PROMPT:
Rewrite the rows from their start through the line containing "left=1009, top=471, right=1043, bottom=520", both included, keeping the requests unchanged. Multiply each box coordinate in the answers by 2.6 and round to whole numbers, with halves going up.

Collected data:
——————————

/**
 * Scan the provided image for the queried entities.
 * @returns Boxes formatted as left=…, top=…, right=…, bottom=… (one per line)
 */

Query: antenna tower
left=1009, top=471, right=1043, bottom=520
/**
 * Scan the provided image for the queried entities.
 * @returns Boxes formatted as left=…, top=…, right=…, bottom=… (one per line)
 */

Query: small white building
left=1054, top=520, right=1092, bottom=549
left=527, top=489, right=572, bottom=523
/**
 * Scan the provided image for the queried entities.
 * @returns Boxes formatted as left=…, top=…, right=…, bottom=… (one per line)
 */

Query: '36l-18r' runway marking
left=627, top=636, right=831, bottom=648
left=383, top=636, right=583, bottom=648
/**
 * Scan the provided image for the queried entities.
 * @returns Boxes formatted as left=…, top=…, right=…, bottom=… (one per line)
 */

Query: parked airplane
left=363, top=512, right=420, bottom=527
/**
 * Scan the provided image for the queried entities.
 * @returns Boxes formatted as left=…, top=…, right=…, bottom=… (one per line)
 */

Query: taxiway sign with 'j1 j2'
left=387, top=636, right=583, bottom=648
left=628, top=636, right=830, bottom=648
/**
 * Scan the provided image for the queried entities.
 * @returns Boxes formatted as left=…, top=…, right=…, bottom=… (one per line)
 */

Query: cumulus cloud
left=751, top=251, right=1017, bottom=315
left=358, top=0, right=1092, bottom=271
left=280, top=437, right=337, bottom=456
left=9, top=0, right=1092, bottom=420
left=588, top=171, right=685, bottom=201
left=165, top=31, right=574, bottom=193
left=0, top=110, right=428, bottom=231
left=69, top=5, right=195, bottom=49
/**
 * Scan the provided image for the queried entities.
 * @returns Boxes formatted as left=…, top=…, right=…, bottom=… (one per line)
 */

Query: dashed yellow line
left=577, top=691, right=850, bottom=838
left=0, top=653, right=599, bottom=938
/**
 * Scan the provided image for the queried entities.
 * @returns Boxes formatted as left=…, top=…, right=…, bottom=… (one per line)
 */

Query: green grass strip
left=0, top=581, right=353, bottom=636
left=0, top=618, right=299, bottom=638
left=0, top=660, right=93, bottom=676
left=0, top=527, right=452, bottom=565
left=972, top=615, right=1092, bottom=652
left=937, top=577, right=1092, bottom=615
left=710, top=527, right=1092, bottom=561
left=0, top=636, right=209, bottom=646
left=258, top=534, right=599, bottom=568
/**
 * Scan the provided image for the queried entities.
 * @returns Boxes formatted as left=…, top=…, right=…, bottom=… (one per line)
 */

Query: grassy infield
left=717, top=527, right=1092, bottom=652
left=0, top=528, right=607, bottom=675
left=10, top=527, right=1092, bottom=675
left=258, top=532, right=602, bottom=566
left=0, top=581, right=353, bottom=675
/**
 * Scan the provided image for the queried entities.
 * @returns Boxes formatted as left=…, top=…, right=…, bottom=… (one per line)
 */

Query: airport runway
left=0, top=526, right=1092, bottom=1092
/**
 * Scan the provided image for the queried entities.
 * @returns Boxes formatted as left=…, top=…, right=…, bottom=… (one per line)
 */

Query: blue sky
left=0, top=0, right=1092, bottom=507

——————————

FULL OUTPUT:
/**
 * Scan the provided image for the queried entities.
 * @returns Boxes formatted as left=…, top=…, right=…, bottom=… (one per line)
 */

Query: antenna tower
left=2623, top=1225, right=2712, bottom=1352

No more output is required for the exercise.